Contribution to Passamaquoddy Folk-Lore eBook

J. Walter Fewkes
This eBook from the Gutenberg Project consists of approximately 43 pages of information about Contribution to Passamaquoddy Folk-Lore.

Contribution to Passamaquoddy Folk-Lore eBook

J. Walter Fewkes
This eBook from the Gutenberg Project consists of approximately 43 pages of information about Contribution to Passamaquoddy Folk-Lore.

I spent several days at Calais, while collecting traditions with the phonograph, and also visited Pleasant Point, where I made the acquaintance of some of the most prominent Indians, including the governor.  Most of them speak English very well, and are ready to grant their assistance in preserving their old stories and customs.  The younger members of the tribe are able to read and write, and are acquainted with the ordinary branches of knowledge as taught in our common schools.  I should judge from my own observations that the language is rapidly dying out.  The white women who have married into the tribe have generally acquired the language more or less perfectly.  In their intercourse with each other, Indians make use of their own language.

-.-.-

Problem a: In the records, from the start to the line with "positive clicks: (61, 28)", please swap "rough mask" for "coarse mask" and give those lines back with nothing else changed. Leave the pictures out of your answer.
The text and the records have no connection to each other.

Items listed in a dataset
-.-.-

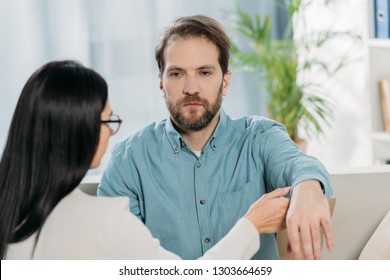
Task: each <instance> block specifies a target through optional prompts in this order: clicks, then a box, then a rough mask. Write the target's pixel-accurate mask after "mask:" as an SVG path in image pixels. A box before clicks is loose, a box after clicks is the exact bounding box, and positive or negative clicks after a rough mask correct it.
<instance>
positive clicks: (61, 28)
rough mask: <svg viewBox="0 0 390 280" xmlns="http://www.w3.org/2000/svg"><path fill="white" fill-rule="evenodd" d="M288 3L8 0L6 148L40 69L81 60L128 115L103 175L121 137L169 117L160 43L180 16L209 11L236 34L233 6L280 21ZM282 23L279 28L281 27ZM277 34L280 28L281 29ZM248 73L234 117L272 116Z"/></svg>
mask: <svg viewBox="0 0 390 280" xmlns="http://www.w3.org/2000/svg"><path fill="white" fill-rule="evenodd" d="M281 2H283V1H282V0H275V1H268V0H241V1H240V0H225V1H220V0H198V1H194V0H193V1H188V0H142V1H140V0H56V1H51V0H7V1H6V0H0V40H1V44H0V58H1V60H0V61H1V63H0V94H1V98H0V99H1V104H2V105H1V110H0V112H1V119H0V149H1V150H2V149H3V147H4V144H5V138H6V133H7V131H8V127H9V123H10V120H11V117H12V113H13V110H14V107H15V104H16V102H17V98H18V96H19V94H20V91H21V89H22V87H23V85H24V83H25V82H26V80H27V78H28V77H29V76H30V75H31V74H32V72H33V71H34V70H35V69H37V68H38V67H39V66H41V65H42V64H44V63H46V62H48V61H49V60H54V59H75V60H78V61H80V62H81V63H83V64H84V65H86V66H89V67H93V68H94V69H95V70H97V71H98V72H99V73H101V74H102V75H103V76H104V77H105V78H106V80H107V82H108V84H109V91H110V92H109V94H110V102H111V106H112V108H113V110H114V111H115V113H117V114H119V115H120V116H121V117H122V119H123V120H124V122H123V125H122V127H121V129H120V131H119V133H118V134H117V135H115V136H114V137H113V138H112V139H111V141H110V146H109V147H108V151H107V153H106V155H105V157H104V158H103V161H102V165H101V166H100V167H99V168H98V169H97V170H94V171H91V172H90V173H91V174H100V173H101V172H102V170H104V167H105V164H106V162H107V160H108V158H109V156H110V150H111V148H112V146H113V144H115V142H117V141H119V140H120V139H122V138H124V137H126V136H128V135H130V134H132V133H134V132H135V131H137V130H138V129H140V128H142V127H144V126H145V125H147V124H149V123H150V122H153V121H156V120H160V119H162V118H166V117H167V110H166V108H165V103H164V100H163V98H162V93H161V91H160V90H159V87H158V85H159V83H158V79H157V66H156V63H155V60H154V46H155V43H156V41H157V39H158V37H159V35H160V34H161V32H162V31H163V30H164V28H165V27H166V26H167V25H168V24H169V23H170V22H171V21H172V20H174V19H176V18H178V17H180V16H187V15H194V14H204V15H208V16H211V17H213V18H215V19H217V20H218V21H220V22H221V23H222V24H223V25H224V26H225V27H226V30H227V31H228V33H229V34H232V32H231V29H232V28H231V27H232V25H231V22H229V11H232V10H233V8H234V6H235V5H240V7H241V8H242V9H243V10H245V11H250V12H253V13H255V12H258V13H263V14H270V15H271V16H273V17H274V18H275V17H276V18H278V15H279V10H280V3H281ZM276 27H277V26H276ZM275 32H277V28H275ZM255 92H256V88H254V85H253V84H252V83H251V82H250V79H249V77H247V74H245V75H242V74H239V73H238V72H235V71H234V69H233V79H232V84H231V87H230V90H229V93H228V96H227V97H226V98H225V100H224V104H223V107H224V108H225V109H226V111H227V112H228V113H229V114H231V115H232V116H240V115H248V114H257V115H258V114H264V109H263V106H262V105H261V102H260V100H258V99H257V97H256V94H255Z"/></svg>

-.-.-

Problem b:
Answer these questions about the Passamaquoddy folk-lore excerpt:
(i) About how many pages does the eBook contain?
(ii) Where did the writer meet some of the most prominent Indians, including the governor?
(iii) What language do the Indians use when speaking with each other?

Your solution a:
Task: each <instance> block specifies a target through optional prompts in this order: clicks, then a box, then a coarse mask. Write the target's pixel-accurate mask after "mask:" as an SVG path in image pixels. A box before clicks is loose, a box after clicks is the exact bounding box, and positive or negative clicks after a coarse mask correct it.
<instance>
positive clicks: (61, 28)

Your solution b:
(i) Approximately 43 pages.
(ii) At Pleasant Point.
(iii) Their own language.